* _Written instruction 1_: Using the piece on five-minute comedy sets below, explain in one to three sentences why a comic should get laughs as soon as possible in a set.
* _Written instruction 2_: According to the piece on five-minute comedy sets below, how much material should a comic have before sending out clips?
* _Written instruction 3_:
Decide whether each statement agrees with the piece on five-minute comedy sets below. Answer yes or no for each, and quote the words from the piece that settle it.
(a) The closing joke of a 5-minute set matters more than the opening joke.
(b) Managers and bookers usually watch an entire 5-minute clip before deciding.
(c) No one is hiring 5-minute sets.

* _Extract_:
You only get 5 minutes. The audience has no clue who you are. The manager of the comedy club watching your clip has never heard of you. The comic who produces a weekly show at the pizza place saw you hanging out and asked last second if you want to do 5 up front. Are you ready? Do you have that real solid, can’t miss, leave them rolling in the aisles 5? You may think you do. You may tell people you do.But if that set starts off with greeting, observations or crowd work, you don’t have shit.

Strike Fast. Strike Hard. Strike Often.

Most managers, club bookers and show producers will ask for a 5 minute clip. But in reality, they watch the first 2 minutes then basically make a decision. You need to get laughs asap. The opening joke is crucial to a 5 minute set. Way more important than the closing joke. If you make the audience wait to laugh the hardest, they won’t laugh as hard as they could if they were already laughing the entire time.

Don’t “save the best for last.” First off, if you have one “best” joke, you shouldn’t be sending clips out. You should be writing more, hitting more mics, editing and repeating. You need more material. If you are sending out clips, you should have at LEAST 15 solid, tested minutes of material. If you only have 5, take a breathe, relax and don’t concern yourself with trying to get work yet. You aren’t ready. No one is hiring 5 minute sets. Your solid, killer 5 should be a “where you are currently at” greatest hits that highlights what you have in the joke arsenal. If you only have 5–7 minutes of tested, polished material, you shouldn’t be recording and sending, you should be recording, listening, editing, deleting and repeating.

* _Raw data_:

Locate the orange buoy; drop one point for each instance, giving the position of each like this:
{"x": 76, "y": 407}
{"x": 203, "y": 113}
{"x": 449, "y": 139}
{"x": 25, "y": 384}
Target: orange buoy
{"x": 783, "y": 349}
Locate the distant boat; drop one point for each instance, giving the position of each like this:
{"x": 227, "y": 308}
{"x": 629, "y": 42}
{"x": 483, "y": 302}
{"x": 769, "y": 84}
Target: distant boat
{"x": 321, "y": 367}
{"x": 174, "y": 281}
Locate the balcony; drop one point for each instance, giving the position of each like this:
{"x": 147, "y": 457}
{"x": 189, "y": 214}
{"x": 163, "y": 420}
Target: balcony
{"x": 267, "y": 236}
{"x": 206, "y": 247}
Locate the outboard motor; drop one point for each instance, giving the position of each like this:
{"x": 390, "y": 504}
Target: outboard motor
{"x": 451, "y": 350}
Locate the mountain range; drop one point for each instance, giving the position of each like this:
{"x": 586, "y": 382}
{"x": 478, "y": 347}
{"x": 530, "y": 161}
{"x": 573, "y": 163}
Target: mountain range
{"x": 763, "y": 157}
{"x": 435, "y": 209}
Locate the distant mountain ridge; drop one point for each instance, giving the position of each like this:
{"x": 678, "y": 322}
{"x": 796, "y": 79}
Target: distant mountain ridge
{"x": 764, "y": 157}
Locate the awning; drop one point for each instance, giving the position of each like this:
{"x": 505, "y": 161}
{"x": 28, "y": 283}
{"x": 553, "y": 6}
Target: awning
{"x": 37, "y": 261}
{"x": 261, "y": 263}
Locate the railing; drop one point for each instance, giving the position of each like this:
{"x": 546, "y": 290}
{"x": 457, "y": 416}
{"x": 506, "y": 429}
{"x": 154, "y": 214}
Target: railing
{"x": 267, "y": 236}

* _Final result 1_: Although managers, club bookers and show producers ask for a 5-minute clip, they usually watch only the first 2 minutes before making a decision. Also, if the audience is made to wait for the biggest laugh, it will not laugh as hard as it would have if it had been laughing the entire time.

* _Final result 2_: At least 15 solid, tested minutes of material.

* _Final result 3_:
(a) No: "The opening joke is crucial to a 5 minute set. Way more important than the closing joke."
(b) No: "they watch the first 2 minutes then basically make a decision."
(c) Yes: "No one is hiring 5 minute sets."